TEXTAUSZUG:
┄┄┄┄┄┄┄┄┄┄
Marnell ist auf den 374 Seiten ganz bei sich. Das ist die Schwäche und zugleich die große Stärke dieses Buches. Die dysfunktionale Upperclass-Familie (die Mutter ist Psychotherapeutin, der Vater Psychiater), das Internat in Massachusetts ("I like New England guys, don't you?"), die ADHS-Medikamente (sie sei plötzlich "geil" auf Hausaufgaben gewesen, schreibt Marnell), eine Teenager-Schwangerschaft mit albtraumhaftem Abbruch, eine Essstörung, endlose Partys und Drogenexzesse in New York - das erste Drittel liest sich wie ein Klischee auf das Leben eines reichen, weißen Ostküsten-Mädchens. "Ich wollte Freunde - Party-Freunde", schreibt Marnell über ihre Zeit im Internat. "Mein Ritalin-Rezept war wie eine Honigfalle (...): Ich hatte etwas, das jeder wollte."
┄┄┄┄┄┄┄┄┄┄
DATENBLOCK:
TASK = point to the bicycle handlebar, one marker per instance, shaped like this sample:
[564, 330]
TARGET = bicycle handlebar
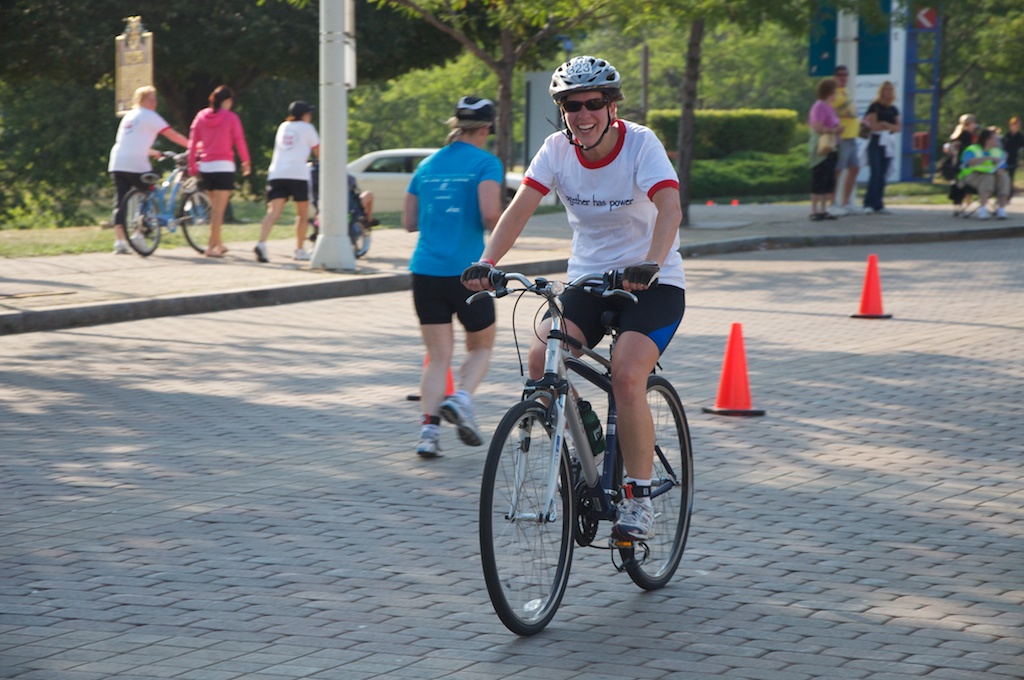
[606, 284]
┄┄┄┄┄┄┄┄┄┄
AUFGABENSTELLUNG: Welchen Beruf hat Marnells Vater laut dem Textauszug?

LÖSUNG: Er ist Psychiater.